WHAT THIS TASK INVOLVES: Set down the data that follows again, exactly as written.
○ ○ ○ ○ ○ ○ ○
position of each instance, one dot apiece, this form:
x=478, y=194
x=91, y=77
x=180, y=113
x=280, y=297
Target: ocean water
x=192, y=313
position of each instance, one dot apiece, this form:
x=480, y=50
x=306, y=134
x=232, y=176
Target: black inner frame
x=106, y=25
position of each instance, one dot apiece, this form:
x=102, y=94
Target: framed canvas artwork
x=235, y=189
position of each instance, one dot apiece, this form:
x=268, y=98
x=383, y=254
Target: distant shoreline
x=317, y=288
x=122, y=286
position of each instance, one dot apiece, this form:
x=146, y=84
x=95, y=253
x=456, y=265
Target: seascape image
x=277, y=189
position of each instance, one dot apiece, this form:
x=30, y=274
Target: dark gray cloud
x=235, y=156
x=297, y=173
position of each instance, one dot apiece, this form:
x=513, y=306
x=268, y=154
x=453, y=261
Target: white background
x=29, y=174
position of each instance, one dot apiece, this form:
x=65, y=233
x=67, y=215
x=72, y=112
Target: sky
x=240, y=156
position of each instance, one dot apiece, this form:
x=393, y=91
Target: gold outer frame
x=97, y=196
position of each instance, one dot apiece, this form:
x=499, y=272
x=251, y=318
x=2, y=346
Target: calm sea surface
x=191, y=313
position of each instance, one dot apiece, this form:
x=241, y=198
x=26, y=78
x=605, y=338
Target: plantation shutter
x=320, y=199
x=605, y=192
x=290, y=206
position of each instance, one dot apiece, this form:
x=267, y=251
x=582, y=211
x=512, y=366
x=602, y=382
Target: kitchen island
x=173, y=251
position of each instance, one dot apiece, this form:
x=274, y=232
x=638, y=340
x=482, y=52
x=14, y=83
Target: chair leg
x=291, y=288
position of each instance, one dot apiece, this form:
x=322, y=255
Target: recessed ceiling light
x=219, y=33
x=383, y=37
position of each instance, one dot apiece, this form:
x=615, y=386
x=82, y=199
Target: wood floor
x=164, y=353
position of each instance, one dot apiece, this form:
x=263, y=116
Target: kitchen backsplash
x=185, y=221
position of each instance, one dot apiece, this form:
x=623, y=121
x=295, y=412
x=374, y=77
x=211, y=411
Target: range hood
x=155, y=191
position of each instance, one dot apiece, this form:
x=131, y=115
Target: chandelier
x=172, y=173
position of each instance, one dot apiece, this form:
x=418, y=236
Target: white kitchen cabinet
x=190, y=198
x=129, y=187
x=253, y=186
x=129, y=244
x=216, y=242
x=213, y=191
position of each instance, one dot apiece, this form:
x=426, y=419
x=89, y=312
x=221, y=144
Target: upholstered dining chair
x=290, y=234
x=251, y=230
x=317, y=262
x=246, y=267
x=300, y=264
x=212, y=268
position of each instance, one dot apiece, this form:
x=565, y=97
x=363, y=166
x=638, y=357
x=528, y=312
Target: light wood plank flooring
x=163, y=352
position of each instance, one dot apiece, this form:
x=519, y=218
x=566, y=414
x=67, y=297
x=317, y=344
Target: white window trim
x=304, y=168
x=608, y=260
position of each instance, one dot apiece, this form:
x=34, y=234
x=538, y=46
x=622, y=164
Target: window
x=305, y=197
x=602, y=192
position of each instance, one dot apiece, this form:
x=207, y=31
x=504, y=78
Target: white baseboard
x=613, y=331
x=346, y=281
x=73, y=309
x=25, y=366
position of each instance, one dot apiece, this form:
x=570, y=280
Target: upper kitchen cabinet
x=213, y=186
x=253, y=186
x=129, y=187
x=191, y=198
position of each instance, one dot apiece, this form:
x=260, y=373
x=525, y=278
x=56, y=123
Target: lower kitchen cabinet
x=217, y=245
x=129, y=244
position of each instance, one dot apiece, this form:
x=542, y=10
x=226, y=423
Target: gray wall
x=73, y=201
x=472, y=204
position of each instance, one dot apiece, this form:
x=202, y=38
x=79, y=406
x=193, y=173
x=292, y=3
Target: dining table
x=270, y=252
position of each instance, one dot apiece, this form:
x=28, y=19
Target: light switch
○ ○ ○ ○ ○ ○ ○
RESPONSE:
position of each instance, one dot apiece, this form:
x=478, y=194
x=91, y=77
x=180, y=113
x=280, y=297
Target: ocean water
x=192, y=313
position of each instance, one dot apiece, this form:
x=480, y=50
x=306, y=134
x=232, y=176
Target: black inner frame
x=106, y=25
position of each instance, one dot apiece, this form:
x=102, y=94
Target: framed canvas artwork
x=235, y=189
position of each instance, one dot apiece, this form:
x=268, y=98
x=383, y=254
Target: distant shoreline
x=317, y=288
x=122, y=286
position of each instance, one dot apiece, this form:
x=146, y=84
x=95, y=253
x=456, y=265
Target: seascape image
x=277, y=189
position of each instance, one dot apiece, this form:
x=30, y=274
Target: dark gray cloud
x=235, y=156
x=297, y=173
position of each instance, one dot apiece, this form:
x=513, y=306
x=268, y=154
x=453, y=261
Target: white background
x=29, y=174
position of each instance, one dot apiece, this form:
x=65, y=233
x=67, y=215
x=72, y=112
Target: sky
x=240, y=156
position of each instance, one dot apiece, this form:
x=393, y=91
Target: gold outer frame
x=97, y=196
position of each instance, one dot apiece, this form:
x=499, y=272
x=251, y=318
x=2, y=346
Target: calm sea surface
x=191, y=313
position of each instance, one dot apiece, this form:
x=241, y=198
x=26, y=78
x=605, y=338
Target: plantation shutter
x=320, y=199
x=605, y=192
x=290, y=206
position of each instance, one dot apiece, this form:
x=267, y=251
x=582, y=211
x=512, y=366
x=602, y=382
Target: kitchen island
x=173, y=251
position of each instance, one dot apiece, this form:
x=274, y=232
x=638, y=340
x=482, y=52
x=14, y=83
Target: chair leg
x=291, y=288
position of each instance, one dot apiece, this form:
x=322, y=255
Target: recessed ceiling light
x=219, y=33
x=383, y=37
position of each instance, one dot apiece, this form:
x=615, y=386
x=82, y=199
Target: wood floor
x=164, y=353
position of each instance, one dot apiece, this form:
x=263, y=116
Target: kitchen backsplash
x=185, y=221
position of each instance, one dot apiece, this form:
x=623, y=121
x=295, y=412
x=374, y=77
x=211, y=411
Target: range hood
x=155, y=191
position of each instance, one dot apiece, this form:
x=131, y=115
Target: chandelier
x=172, y=173
position of each instance, one dot apiece, this form:
x=418, y=236
Target: white kitchen cabinet
x=190, y=198
x=129, y=187
x=253, y=186
x=129, y=244
x=216, y=242
x=213, y=191
position of each instance, one dot apiece, this form:
x=426, y=419
x=89, y=312
x=221, y=144
Target: upholstered dining chair
x=290, y=234
x=251, y=230
x=317, y=262
x=246, y=267
x=300, y=264
x=212, y=268
position of each instance, one dot apiece, this form:
x=565, y=97
x=363, y=166
x=638, y=357
x=528, y=312
Target: light wood plank flooring
x=163, y=352
position of each instance, one dot apiece, this form:
x=519, y=218
x=566, y=414
x=67, y=297
x=317, y=344
Target: white window trim
x=304, y=168
x=608, y=260
position of each instance, one dot apiece, this form:
x=34, y=234
x=538, y=46
x=622, y=164
Target: window
x=305, y=197
x=602, y=192
position of each instance, one dot apiece, this form:
x=207, y=31
x=504, y=78
Target: white baseboard
x=613, y=331
x=346, y=281
x=73, y=309
x=25, y=366
position of each instance, one dot apiece, this form:
x=570, y=280
Target: upper kitchen cabinet
x=213, y=186
x=253, y=186
x=129, y=187
x=191, y=198
position of each instance, one dot apiece, this form:
x=260, y=373
x=525, y=278
x=56, y=123
Target: lower kitchen cabinet
x=217, y=245
x=129, y=244
position of each instance, one dot apiece, this form:
x=542, y=10
x=226, y=423
Target: gray wall
x=73, y=201
x=472, y=204
position of each instance, one dot apiece, this form:
x=202, y=38
x=79, y=406
x=193, y=173
x=292, y=3
Target: dining table
x=270, y=252
position of each instance, one dot apiece, this form:
x=28, y=19
Target: light switch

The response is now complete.